*Directions*. Copy the records below word for word, leaving the pictures out.

[Dataset rows showing where objects appear]
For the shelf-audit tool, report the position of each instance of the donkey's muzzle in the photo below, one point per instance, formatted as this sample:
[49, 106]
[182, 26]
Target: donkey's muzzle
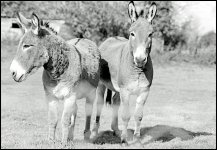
[140, 62]
[17, 71]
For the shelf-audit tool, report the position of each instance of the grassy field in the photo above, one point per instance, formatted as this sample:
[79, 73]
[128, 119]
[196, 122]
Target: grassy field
[180, 111]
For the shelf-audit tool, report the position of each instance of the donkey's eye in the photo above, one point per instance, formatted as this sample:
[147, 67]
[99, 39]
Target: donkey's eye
[150, 34]
[132, 34]
[27, 46]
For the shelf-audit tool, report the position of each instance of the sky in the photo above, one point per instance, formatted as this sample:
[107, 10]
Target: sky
[202, 13]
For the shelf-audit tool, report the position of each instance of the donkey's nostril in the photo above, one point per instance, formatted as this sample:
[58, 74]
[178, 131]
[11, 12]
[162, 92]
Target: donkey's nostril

*Task solution*.
For the shelf-audit tool, report the position of each instance of the donkey's muzzle in the photo below, one point per instance, formatted as this sample:
[49, 106]
[182, 26]
Target: donkey's muzzle
[140, 62]
[17, 71]
For the shelf-audit tool, report the position of each instance of the grassy field in the photo above, one point per instance, formatted as this sample:
[79, 73]
[128, 119]
[196, 122]
Target: grassy field
[180, 111]
For the shelf-audit tool, report the position of each instance of the donkey's eye in the photo above, one point per instance, formatted as this sample:
[147, 67]
[99, 39]
Target: donkey's eye
[150, 34]
[132, 34]
[27, 46]
For the shelf-audit tool, report the position of each instance of the sky in the photo above, one point per instance, formatted as this sample:
[107, 10]
Target: sky
[202, 13]
For the shelf-audit tool, report the position of each instance of the donkey's nostril in the photo above, one point per instance, formatted as this sample:
[58, 74]
[178, 131]
[11, 12]
[162, 92]
Target: donkey's nostril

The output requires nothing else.